- _Tujuan Tugas a_
Bisakah Anda menyalin ulang seluruh teks tentang penampung air hujan di Pulau Ende di bawah ini tanpa mengubah satu huruf pun?

######

Pulau Ende di Kabupaten Ende, Pulau Flores, Nusa Tenggara Timur, kini memiliki julukan baru, yakni pulau 1.000 penampung air hujan. Setidaknya sejak tiga tahun lalu, masyarakat tidak terlalu nelangsa soal air bersih karena cukup terpenuhi dari teknologi penampung air hujan. Bagi mereka, air tampungan senikmat air alami pegunungan yang jernih.
Bertahun-tahun, masyarakat dalam kegetiran, terutama sulit mendapatkan air bersih untuk minum dan memasak. Mereka amat merindukan mereguk air tawar yang bersih dan sehat.
Untuk memperoleh air minum yang sehat, mereka harus mencarinya hingga Numba atau Kota Ende di daratan Flores. Itu berarti harus menyeberang laut dengan perahu motor sekitar tiga jam perjalanan pergi-pulang.
Namun, dengan adanya penampung air hujan, warga Pulau Ende kini tak lagi bersusah payah mencari air ke Numba atau Kota Ende dengan biaya besar. Sedikitnya 8.700 jiwa warga Pulau Ende saat ini sudah lepas dari kesulitan air bersih yang diderita turun-temurun.
Ny Sumiati, warga Rorurangga yang lain, mengungkapkan, dengan mengonsumsi air dari penampung air hujan, keluarganya tak lagi sering mencret. ”Waktu dulu kami mengonsumsi air sumur di sini sering sakit perut dan mencret karena mungkin memasak air tidak terlalu matang. Air dari sumur kalau makin lama dimasak rasanya malah makin asin,” ujarnya.
Pulau Ende secara topografi merupakan daerah kepulauan dengan tekstur tanah berpasir dan tandus. Penduduknya mayoritas nelayan. Secara hidrologi, di Pulau Ende tidak terdapat air tanah yang memenuhi syarat kesehatan, baik secara fisik maupun bakteriologis. Hal itu termasuk 227 sumur gali.

######

- _Tujuan Tugas b_
Tuliskan kembali baris-baris dalam entri di bawah, mulai dari baris yang memuat "Sample: x=38, y=493." hingga baris yang memuat "x=567, y=192", tanpa perubahan apa pun. Kedua baris batas itu ikut disertakan.

Entri dari kumpulan data
######

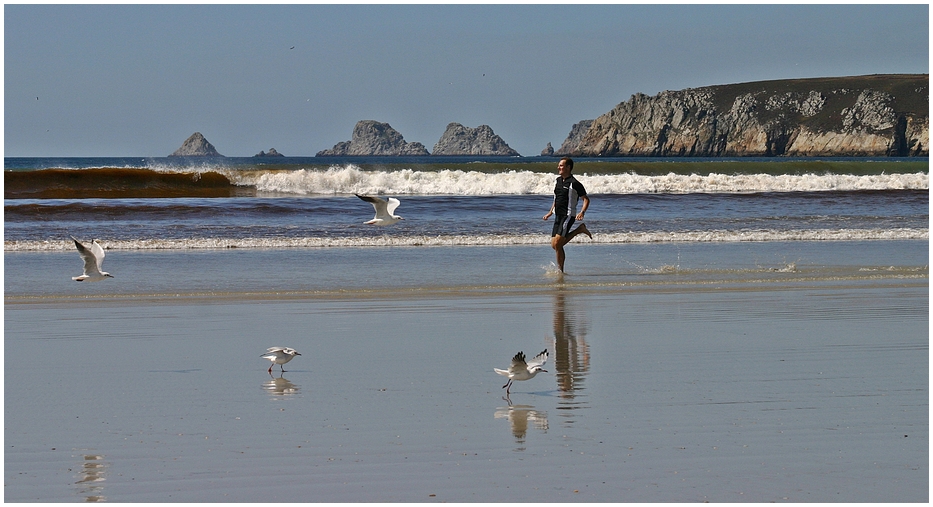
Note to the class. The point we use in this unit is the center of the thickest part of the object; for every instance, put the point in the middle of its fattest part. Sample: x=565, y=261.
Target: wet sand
x=776, y=386
x=803, y=394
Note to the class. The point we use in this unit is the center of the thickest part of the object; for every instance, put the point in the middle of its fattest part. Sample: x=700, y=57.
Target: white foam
x=486, y=240
x=351, y=179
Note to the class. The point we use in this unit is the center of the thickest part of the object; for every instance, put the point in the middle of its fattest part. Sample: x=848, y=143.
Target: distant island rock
x=272, y=153
x=373, y=138
x=196, y=146
x=875, y=115
x=460, y=140
x=573, y=140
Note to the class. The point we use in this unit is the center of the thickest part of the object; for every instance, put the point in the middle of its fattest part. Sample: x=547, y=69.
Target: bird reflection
x=519, y=416
x=91, y=475
x=571, y=352
x=280, y=387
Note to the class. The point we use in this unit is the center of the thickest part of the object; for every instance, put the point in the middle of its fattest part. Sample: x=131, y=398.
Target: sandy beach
x=782, y=386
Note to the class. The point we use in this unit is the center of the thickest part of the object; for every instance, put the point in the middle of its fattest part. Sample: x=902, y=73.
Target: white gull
x=280, y=356
x=384, y=209
x=520, y=370
x=93, y=258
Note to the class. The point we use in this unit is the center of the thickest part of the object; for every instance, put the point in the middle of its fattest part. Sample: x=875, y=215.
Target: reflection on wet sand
x=91, y=475
x=519, y=416
x=280, y=387
x=571, y=353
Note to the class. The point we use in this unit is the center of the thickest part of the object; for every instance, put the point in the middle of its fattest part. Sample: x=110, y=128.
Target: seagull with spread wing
x=521, y=370
x=384, y=209
x=93, y=257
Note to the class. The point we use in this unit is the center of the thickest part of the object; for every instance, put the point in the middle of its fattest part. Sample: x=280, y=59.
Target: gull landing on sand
x=93, y=257
x=384, y=209
x=280, y=356
x=520, y=370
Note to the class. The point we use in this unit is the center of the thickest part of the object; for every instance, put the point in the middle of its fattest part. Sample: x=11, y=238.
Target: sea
x=275, y=207
x=736, y=330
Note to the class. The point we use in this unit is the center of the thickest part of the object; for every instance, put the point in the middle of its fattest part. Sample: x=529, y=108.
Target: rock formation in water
x=372, y=138
x=272, y=153
x=196, y=146
x=877, y=115
x=460, y=140
x=573, y=139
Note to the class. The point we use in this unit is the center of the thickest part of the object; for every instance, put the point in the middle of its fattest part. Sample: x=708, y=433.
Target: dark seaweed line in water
x=116, y=183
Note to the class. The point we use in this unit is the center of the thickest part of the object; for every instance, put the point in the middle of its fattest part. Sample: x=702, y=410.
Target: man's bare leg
x=557, y=243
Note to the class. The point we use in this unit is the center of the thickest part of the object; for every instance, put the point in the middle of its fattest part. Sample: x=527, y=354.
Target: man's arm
x=586, y=204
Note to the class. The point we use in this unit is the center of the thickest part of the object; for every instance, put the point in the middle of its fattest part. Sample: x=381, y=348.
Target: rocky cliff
x=196, y=146
x=460, y=140
x=878, y=115
x=375, y=138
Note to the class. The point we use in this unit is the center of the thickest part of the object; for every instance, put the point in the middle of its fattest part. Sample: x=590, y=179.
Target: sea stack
x=373, y=138
x=460, y=140
x=196, y=146
x=271, y=153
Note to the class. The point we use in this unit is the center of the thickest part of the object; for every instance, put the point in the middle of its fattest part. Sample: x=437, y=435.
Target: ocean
x=166, y=203
x=743, y=330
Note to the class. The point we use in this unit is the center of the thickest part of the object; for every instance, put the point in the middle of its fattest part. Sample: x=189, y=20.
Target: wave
x=484, y=240
x=349, y=179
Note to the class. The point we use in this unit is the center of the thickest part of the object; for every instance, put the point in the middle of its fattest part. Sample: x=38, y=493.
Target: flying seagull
x=280, y=356
x=383, y=208
x=520, y=370
x=93, y=258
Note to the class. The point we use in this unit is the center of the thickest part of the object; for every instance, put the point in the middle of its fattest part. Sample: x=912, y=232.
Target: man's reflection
x=91, y=475
x=571, y=353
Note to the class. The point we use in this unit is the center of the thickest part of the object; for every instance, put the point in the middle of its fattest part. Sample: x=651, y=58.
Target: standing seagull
x=93, y=258
x=520, y=370
x=280, y=356
x=383, y=208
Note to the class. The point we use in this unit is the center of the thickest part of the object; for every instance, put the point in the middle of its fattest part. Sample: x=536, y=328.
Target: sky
x=137, y=80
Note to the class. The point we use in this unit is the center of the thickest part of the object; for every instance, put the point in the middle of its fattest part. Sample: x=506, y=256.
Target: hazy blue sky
x=137, y=80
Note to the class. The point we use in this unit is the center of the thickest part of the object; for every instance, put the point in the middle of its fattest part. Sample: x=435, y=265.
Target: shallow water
x=738, y=372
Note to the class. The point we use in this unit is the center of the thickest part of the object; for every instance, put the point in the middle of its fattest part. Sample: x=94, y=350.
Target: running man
x=567, y=192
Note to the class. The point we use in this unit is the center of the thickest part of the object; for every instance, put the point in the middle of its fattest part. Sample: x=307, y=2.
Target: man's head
x=565, y=166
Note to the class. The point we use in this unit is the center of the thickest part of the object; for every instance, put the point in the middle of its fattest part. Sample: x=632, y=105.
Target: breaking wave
x=173, y=182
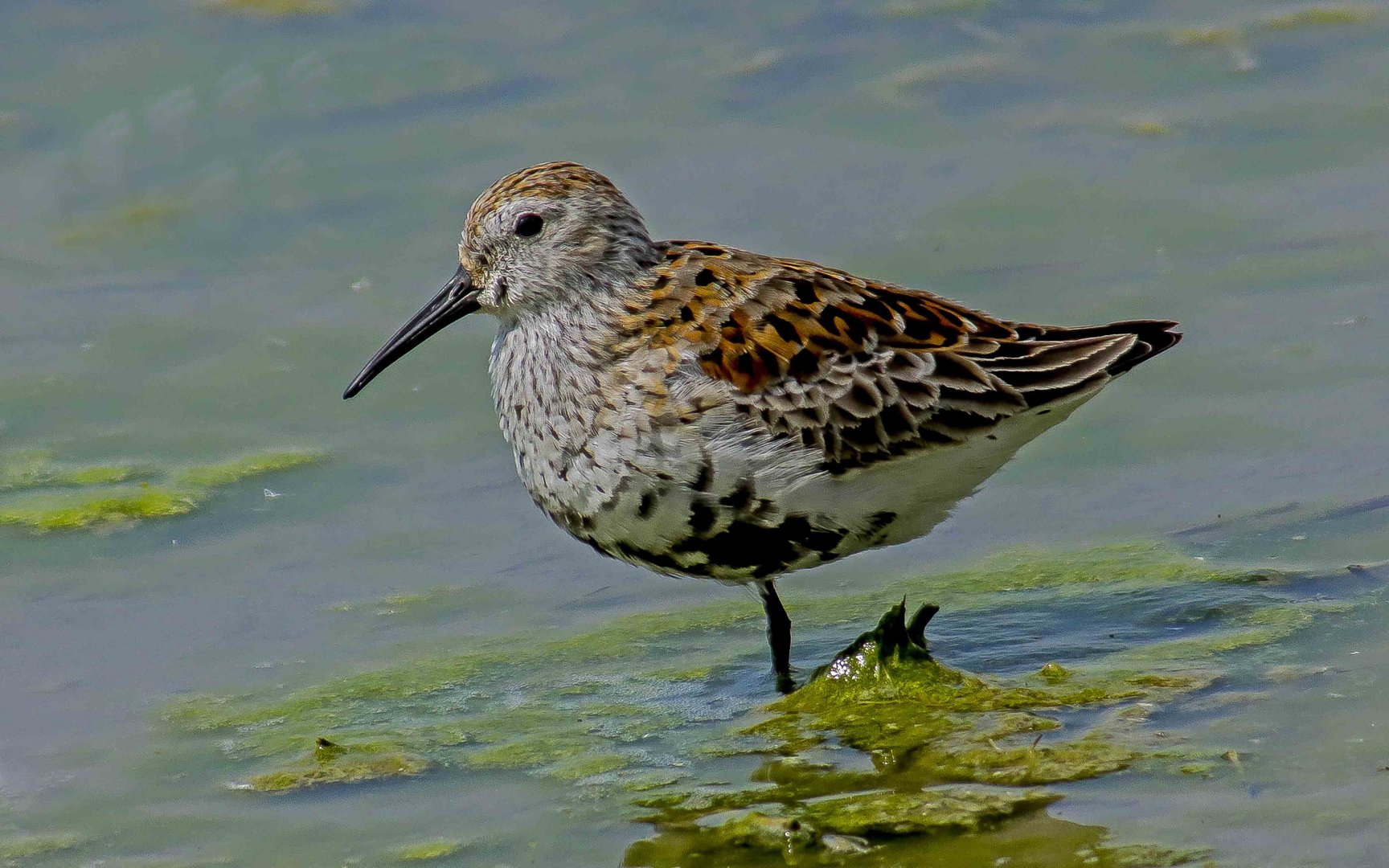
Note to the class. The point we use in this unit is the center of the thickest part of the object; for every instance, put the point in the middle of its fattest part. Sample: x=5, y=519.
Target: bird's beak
x=457, y=299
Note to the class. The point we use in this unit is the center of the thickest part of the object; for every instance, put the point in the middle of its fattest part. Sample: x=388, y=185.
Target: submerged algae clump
x=85, y=505
x=113, y=507
x=17, y=847
x=428, y=850
x=332, y=763
x=606, y=707
x=227, y=473
x=927, y=813
x=38, y=469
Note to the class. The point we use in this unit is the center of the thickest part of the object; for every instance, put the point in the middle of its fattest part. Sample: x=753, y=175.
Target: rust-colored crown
x=543, y=181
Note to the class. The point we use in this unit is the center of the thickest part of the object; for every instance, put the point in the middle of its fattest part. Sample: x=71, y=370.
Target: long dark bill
x=457, y=299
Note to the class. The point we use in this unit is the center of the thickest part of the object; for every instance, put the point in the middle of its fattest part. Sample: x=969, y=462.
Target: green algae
x=337, y=763
x=137, y=219
x=277, y=9
x=604, y=709
x=15, y=849
x=229, y=473
x=1321, y=15
x=106, y=509
x=428, y=850
x=927, y=813
x=76, y=497
x=38, y=469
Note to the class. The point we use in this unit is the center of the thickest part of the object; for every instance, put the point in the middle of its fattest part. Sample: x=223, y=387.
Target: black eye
x=530, y=224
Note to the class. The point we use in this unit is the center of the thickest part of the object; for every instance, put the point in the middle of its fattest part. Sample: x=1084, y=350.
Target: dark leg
x=778, y=633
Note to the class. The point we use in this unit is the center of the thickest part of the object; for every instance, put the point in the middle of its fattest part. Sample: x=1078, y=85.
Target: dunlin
x=707, y=411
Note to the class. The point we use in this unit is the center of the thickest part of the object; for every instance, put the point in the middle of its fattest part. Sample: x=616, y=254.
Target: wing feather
x=860, y=370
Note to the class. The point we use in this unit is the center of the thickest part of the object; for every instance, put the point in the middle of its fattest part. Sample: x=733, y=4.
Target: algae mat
x=889, y=755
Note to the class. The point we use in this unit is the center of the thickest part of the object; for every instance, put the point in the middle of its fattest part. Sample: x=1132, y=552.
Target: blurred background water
x=213, y=213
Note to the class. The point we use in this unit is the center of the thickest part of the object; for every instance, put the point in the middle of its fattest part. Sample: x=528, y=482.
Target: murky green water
x=210, y=215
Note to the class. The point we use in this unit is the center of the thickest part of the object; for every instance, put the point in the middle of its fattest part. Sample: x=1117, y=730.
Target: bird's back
x=765, y=414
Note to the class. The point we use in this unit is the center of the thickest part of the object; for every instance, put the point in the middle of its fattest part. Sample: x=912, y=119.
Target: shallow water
x=210, y=217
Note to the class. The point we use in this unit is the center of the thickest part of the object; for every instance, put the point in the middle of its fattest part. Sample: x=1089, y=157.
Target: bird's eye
x=530, y=224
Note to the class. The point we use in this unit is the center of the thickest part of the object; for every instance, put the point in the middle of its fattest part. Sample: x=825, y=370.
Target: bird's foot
x=893, y=639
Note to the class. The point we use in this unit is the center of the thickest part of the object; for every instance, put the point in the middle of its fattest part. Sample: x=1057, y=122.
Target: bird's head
x=556, y=234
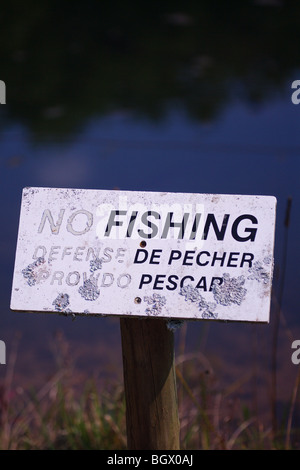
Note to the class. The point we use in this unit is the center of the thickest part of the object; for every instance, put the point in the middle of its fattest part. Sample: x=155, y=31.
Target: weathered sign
x=175, y=255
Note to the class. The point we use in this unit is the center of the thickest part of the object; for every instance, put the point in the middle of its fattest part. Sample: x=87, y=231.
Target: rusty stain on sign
x=172, y=255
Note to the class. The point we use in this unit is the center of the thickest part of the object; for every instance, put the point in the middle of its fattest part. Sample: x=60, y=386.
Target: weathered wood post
x=150, y=384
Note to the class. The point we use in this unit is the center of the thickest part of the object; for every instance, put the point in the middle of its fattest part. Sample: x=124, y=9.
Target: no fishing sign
x=132, y=253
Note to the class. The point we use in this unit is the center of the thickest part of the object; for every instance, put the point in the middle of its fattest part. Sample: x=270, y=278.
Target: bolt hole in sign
x=148, y=254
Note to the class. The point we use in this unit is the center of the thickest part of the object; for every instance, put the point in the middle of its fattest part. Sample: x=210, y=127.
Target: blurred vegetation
x=65, y=62
x=62, y=415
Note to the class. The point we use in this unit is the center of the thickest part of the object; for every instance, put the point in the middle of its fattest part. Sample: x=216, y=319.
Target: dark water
x=187, y=101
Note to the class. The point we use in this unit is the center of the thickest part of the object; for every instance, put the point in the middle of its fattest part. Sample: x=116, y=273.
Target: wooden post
x=150, y=384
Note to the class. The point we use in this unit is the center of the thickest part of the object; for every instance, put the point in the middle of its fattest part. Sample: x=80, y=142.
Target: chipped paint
x=231, y=291
x=156, y=303
x=36, y=272
x=95, y=264
x=89, y=290
x=61, y=303
x=197, y=256
x=192, y=295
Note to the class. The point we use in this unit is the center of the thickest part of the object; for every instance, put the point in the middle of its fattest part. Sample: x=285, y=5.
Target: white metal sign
x=175, y=255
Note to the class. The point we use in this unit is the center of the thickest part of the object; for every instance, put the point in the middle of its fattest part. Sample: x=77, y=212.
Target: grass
x=59, y=416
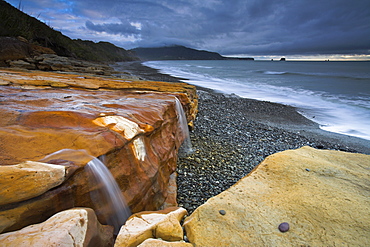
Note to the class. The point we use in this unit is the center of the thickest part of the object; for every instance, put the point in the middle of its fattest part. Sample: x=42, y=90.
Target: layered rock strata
x=321, y=196
x=133, y=124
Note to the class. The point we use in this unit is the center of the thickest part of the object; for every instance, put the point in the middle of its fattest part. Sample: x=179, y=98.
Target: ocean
x=336, y=95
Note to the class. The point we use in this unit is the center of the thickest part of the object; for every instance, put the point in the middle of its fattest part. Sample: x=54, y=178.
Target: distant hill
x=15, y=23
x=177, y=52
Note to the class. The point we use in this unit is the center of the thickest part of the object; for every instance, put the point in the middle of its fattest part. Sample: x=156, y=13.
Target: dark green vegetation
x=177, y=52
x=15, y=23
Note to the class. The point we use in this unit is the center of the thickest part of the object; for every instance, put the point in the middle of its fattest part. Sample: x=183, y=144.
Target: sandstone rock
x=164, y=224
x=27, y=180
x=132, y=124
x=152, y=242
x=323, y=195
x=74, y=227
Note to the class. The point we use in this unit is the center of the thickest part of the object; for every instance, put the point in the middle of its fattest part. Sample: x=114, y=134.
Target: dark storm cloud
x=113, y=28
x=254, y=27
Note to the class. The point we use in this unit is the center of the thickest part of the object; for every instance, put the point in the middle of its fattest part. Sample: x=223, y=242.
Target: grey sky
x=253, y=27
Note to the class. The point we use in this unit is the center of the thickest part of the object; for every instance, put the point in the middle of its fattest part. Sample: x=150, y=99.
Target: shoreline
x=232, y=135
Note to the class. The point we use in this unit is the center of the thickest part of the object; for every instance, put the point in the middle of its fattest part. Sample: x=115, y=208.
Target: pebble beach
x=232, y=135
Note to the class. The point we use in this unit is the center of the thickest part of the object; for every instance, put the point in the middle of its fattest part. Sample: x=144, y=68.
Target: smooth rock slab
x=152, y=242
x=74, y=227
x=164, y=224
x=28, y=179
x=326, y=205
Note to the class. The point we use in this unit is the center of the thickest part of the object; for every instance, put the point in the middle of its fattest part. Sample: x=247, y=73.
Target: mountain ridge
x=178, y=52
x=15, y=23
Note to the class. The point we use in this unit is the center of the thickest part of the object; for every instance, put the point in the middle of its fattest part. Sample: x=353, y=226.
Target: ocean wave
x=322, y=75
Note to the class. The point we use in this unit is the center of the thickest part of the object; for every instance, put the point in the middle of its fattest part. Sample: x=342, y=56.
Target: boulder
x=133, y=125
x=322, y=196
x=28, y=179
x=22, y=64
x=164, y=224
x=74, y=227
x=152, y=242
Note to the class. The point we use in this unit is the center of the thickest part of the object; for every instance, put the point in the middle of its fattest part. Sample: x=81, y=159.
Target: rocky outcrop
x=152, y=242
x=164, y=224
x=133, y=124
x=321, y=196
x=27, y=180
x=74, y=227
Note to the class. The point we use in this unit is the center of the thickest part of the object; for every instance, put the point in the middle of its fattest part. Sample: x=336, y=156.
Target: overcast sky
x=252, y=27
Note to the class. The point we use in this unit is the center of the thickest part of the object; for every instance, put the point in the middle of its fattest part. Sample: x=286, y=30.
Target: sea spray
x=105, y=194
x=186, y=147
x=108, y=198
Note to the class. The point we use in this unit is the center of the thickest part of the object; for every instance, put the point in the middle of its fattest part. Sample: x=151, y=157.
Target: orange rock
x=135, y=126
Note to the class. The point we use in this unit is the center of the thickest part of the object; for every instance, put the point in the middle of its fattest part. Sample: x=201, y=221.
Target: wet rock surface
x=74, y=227
x=133, y=124
x=232, y=135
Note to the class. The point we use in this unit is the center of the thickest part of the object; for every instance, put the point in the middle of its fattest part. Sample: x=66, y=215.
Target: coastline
x=232, y=135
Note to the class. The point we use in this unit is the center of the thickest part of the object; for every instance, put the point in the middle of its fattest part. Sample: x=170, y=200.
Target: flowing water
x=186, y=147
x=105, y=193
x=334, y=94
x=108, y=198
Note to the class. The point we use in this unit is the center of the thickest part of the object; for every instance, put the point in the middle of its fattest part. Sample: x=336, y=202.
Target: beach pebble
x=284, y=227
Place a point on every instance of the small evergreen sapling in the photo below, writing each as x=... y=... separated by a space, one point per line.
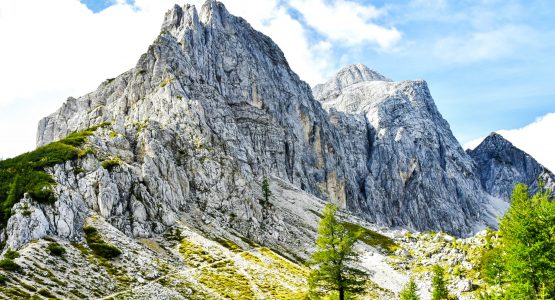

######

- _Jawaban Benar a_
Pulau Ende di Kabupaten Ende, Pulau Flores, Nusa Tenggara Timur, kini memiliki julukan baru, yakni pulau 1.000 penampung air hujan. Setidaknya sejak tiga tahun lalu, masyarakat tidak terlalu nelangsa soal air bersih karena cukup terpenuhi dari teknologi penampung air hujan. Bagi mereka, air tampungan senikmat air alami pegunungan yang jernih.
Bertahun-tahun, masyarakat dalam kegetiran, terutama sulit mendapatkan air bersih untuk minum dan memasak. Mereka amat merindukan mereguk air tawar yang bersih dan sehat.
Untuk memperoleh air minum yang sehat, mereka harus mencarinya hingga Numba atau Kota Ende di daratan Flores. Itu berarti harus menyeberang laut dengan perahu motor sekitar tiga jam perjalanan pergi-pulang.
Namun, dengan adanya penampung air hujan, warga Pulau Ende kini tak lagi bersusah payah mencari air ke Numba atau Kota Ende dengan biaya besar. Sedikitnya 8.700 jiwa warga Pulau Ende saat ini sudah lepas dari kesulitan air bersih yang diderita turun-temurun.
Ny Sumiati, warga Rorurangga yang lain, mengungkapkan, dengan mengonsumsi air dari penampung air hujan, keluarganya tak lagi sering mencret. ”Waktu dulu kami mengonsumsi air sumur di sini sering sakit perut dan mencret karena mungkin memasak air tidak terlalu matang. Air dari sumur kalau makin lama dimasak rasanya malah makin asin,” ujarnya.
Pulau Ende secara topografi merupakan daerah kepulauan dengan tekstur tanah berpasir dan tandus. Penduduknya mayoritas nelayan. Secara hidrologi, di Pulau Ende tidak terdapat air tanah yang memenuhi syarat kesehatan, baik secara fisik maupun bakteriologis. Hal itu termasuk 227 sumur gali.

- _Jawaban Benar b_
Note to the class. The point we use in this unit is the center of the thickest part of the object; for every instance, put the point in the middle of its fattest part. Sample: x=38, y=493.
Target: flying seagull
x=280, y=356
x=383, y=208
x=520, y=370
x=93, y=258
Note to the class. The point we use in this unit is the center of the thickest part of the object; for every instance, put the point in the middle of its fattest part. Sample: x=912, y=232.
Target: man's reflection
x=91, y=475
x=571, y=353
Note to the class. The point we use in this unit is the center of the thickest part of the object; for every instance, put the point in the middle of its fattest part. Sample: x=651, y=58.
Target: standing seagull
x=93, y=258
x=520, y=370
x=280, y=356
x=383, y=208
Note to the class. The point we use in this unit is the center of the thickest part of the object; for every instance, put the point in the middle of its fattest part. Sample: x=536, y=328.
Target: sky
x=137, y=80
Note to the class. The point we use in this unit is the center of the thickest part of the object; for every instance, put the point in the middle of its fattest part. Sample: x=506, y=256.
Target: hazy blue sky
x=137, y=80
Note to the class. The point we use in this unit is the center of the thickest part of the object; for every instance, put the point in the middle of its fattest part. Sample: x=435, y=265.
Target: shallow water
x=738, y=372
Note to the class. The point we use in this unit is the center of the thickest part of the object; for every instance, put the point in the middle of its fattest part. Sample: x=94, y=350.
Target: running man
x=567, y=192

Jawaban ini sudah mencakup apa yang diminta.